• Exercise task: Rewrite only the part of the records that opens with the line containing "Phrase: chimney" and runs through the end of the records, putting "vinyl" wherever "plastic" stands and leaving everything else unchanged.
** start **
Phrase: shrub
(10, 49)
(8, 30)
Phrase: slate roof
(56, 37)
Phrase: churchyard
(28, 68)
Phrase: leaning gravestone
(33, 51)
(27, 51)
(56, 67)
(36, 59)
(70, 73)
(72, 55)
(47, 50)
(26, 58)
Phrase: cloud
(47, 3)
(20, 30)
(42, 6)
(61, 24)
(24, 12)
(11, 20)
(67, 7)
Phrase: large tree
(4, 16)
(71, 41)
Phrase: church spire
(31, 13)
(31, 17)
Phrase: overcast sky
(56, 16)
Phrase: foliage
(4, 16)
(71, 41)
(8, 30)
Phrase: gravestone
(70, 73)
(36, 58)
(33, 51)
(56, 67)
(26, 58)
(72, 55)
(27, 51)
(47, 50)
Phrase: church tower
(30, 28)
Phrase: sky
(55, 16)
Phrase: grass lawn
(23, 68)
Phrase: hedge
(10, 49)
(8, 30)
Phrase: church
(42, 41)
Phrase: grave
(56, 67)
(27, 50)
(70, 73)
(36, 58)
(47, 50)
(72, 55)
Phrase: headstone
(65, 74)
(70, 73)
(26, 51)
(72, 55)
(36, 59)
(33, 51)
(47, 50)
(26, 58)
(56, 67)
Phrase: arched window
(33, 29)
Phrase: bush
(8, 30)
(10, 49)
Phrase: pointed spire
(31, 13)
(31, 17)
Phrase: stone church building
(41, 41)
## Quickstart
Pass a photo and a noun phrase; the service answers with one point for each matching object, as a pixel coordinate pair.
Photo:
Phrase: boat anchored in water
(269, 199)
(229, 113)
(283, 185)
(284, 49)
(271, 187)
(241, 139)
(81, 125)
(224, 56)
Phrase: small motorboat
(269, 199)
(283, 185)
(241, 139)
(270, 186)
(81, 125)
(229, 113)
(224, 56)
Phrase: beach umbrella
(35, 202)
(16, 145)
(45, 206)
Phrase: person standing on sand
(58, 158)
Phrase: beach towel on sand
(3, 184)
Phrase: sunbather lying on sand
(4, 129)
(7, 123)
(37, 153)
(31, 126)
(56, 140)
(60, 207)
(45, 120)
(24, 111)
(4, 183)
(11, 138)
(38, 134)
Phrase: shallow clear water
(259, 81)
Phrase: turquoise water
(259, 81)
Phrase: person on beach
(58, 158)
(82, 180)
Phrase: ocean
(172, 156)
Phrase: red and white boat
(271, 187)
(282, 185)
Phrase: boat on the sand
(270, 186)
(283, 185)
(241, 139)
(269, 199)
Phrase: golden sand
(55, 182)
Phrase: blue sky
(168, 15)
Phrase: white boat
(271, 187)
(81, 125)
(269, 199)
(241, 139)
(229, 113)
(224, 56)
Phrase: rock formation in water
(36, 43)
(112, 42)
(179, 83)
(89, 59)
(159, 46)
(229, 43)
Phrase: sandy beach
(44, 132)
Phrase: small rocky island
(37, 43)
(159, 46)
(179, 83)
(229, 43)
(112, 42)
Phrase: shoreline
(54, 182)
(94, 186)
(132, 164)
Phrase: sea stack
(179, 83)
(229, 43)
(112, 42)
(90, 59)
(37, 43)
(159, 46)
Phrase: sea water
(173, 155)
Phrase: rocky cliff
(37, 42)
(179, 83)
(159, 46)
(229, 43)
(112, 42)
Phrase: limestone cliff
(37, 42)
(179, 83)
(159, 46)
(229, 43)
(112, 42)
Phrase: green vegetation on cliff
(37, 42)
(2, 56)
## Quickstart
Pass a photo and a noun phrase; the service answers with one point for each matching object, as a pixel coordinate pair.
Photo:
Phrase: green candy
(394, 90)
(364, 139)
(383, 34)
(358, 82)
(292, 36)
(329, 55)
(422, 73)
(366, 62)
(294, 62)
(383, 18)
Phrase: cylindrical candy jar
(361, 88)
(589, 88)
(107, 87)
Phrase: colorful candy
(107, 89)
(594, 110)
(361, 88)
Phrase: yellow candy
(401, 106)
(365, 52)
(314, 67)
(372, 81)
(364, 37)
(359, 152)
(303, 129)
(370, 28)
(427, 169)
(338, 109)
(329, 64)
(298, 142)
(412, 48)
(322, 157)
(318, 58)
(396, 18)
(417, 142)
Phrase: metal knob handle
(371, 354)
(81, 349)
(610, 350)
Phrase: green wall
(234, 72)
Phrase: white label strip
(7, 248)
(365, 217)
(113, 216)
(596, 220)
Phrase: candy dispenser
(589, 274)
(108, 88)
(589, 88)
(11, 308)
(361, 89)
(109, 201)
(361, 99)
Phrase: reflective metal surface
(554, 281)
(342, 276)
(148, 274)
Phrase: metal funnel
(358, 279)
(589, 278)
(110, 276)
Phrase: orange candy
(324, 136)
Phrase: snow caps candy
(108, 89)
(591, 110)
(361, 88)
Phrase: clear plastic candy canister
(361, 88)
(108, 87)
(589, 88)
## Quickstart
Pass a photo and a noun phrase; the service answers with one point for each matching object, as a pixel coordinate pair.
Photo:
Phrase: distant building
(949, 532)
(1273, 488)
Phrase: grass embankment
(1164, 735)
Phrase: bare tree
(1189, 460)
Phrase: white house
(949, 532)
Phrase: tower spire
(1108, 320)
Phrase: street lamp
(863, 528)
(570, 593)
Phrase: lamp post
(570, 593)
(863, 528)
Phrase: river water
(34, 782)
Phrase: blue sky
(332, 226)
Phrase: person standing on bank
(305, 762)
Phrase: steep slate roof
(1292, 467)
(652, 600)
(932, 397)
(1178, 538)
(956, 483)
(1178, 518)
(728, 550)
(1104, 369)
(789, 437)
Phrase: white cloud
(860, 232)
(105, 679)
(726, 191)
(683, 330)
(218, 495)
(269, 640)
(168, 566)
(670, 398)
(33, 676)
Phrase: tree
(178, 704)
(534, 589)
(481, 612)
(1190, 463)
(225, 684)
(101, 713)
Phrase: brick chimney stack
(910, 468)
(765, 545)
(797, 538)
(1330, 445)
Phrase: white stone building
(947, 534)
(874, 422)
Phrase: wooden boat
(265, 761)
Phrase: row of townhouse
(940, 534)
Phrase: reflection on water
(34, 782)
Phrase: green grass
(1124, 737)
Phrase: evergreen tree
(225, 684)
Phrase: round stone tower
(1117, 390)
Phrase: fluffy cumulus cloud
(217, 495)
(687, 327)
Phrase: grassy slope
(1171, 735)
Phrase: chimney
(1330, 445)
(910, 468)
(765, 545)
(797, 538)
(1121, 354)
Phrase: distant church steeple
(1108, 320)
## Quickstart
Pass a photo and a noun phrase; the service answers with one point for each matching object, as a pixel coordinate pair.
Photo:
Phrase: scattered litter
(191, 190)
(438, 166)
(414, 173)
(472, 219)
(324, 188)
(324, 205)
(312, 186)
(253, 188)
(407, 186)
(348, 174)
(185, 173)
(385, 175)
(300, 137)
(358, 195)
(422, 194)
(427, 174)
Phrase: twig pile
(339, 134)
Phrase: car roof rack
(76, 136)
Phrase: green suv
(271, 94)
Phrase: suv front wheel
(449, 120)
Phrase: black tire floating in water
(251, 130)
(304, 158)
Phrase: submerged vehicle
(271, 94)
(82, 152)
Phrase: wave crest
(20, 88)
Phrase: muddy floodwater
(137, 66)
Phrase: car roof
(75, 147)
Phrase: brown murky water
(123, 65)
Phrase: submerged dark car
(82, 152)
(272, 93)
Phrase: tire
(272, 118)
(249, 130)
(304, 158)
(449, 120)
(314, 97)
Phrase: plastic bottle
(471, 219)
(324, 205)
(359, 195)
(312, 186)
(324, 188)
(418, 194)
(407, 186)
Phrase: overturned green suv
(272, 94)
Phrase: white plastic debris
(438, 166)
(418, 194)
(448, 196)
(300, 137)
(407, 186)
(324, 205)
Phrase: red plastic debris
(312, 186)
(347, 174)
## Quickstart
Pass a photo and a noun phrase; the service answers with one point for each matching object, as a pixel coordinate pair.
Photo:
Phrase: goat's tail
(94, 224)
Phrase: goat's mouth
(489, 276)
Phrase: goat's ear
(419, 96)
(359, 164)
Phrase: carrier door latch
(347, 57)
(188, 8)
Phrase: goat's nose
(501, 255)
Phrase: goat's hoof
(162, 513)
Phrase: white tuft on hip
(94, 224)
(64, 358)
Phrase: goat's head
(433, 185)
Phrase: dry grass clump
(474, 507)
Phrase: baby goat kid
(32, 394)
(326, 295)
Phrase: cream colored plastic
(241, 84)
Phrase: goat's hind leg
** end **
• Result below:
Phrase: chimney
(1330, 445)
(910, 468)
(765, 545)
(797, 538)
(1121, 354)
Phrase: distant church steeple
(1108, 320)
## Quickstart
Pass a photo and a noun phrase; the service answers with one point for each matching object, as a pixel coordinate pair.
Photo:
Phrase: scattered litter
(191, 190)
(438, 166)
(414, 173)
(472, 219)
(324, 188)
(324, 205)
(312, 186)
(253, 188)
(407, 186)
(348, 174)
(185, 173)
(385, 175)
(300, 137)
(358, 195)
(422, 194)
(427, 174)
Phrase: twig pile
(339, 134)
Phrase: car roof rack
(76, 136)
Phrase: green suv
(271, 94)
Phrase: suv front wheel
(449, 120)
Phrase: black tire floating in water
(251, 130)
(304, 158)
Phrase: submerged vehicle
(271, 94)
(82, 152)
Phrase: wave crest
(20, 88)
Phrase: muddy floodwater
(137, 66)
Phrase: car roof
(75, 147)
Phrase: brown murky water
(123, 65)
Phrase: submerged dark car
(82, 152)
(272, 93)
Phrase: tire
(272, 118)
(249, 130)
(304, 158)
(449, 120)
(314, 97)
Phrase: vinyl bottle
(471, 219)
(324, 205)
(359, 195)
(312, 186)
(324, 188)
(418, 194)
(407, 186)
Phrase: overturned green suv
(272, 94)
Phrase: white vinyl debris
(438, 166)
(418, 194)
(448, 196)
(300, 137)
(407, 186)
(324, 205)
Phrase: red vinyl debris
(312, 186)
(347, 174)
## Quickstart
Pass a photo and a noun phrase; the service answers with one point for each matching object, as a pixel coordinate pair.
Photo:
Phrase: goat's tail
(94, 224)
Phrase: goat's mouth
(489, 276)
Phrase: goat's ear
(419, 96)
(359, 164)
Phrase: carrier door latch
(347, 57)
(188, 8)
Phrase: goat's nose
(501, 255)
Phrase: goat's hoof
(162, 513)
Phrase: white tuft on hip
(94, 224)
(64, 358)
Phrase: goat's head
(433, 185)
Phrase: dry grass clump
(474, 507)
Phrase: baby goat kid
(32, 394)
(326, 295)
Phrase: cream colored vinyl
(241, 84)
Phrase: goat's hind leg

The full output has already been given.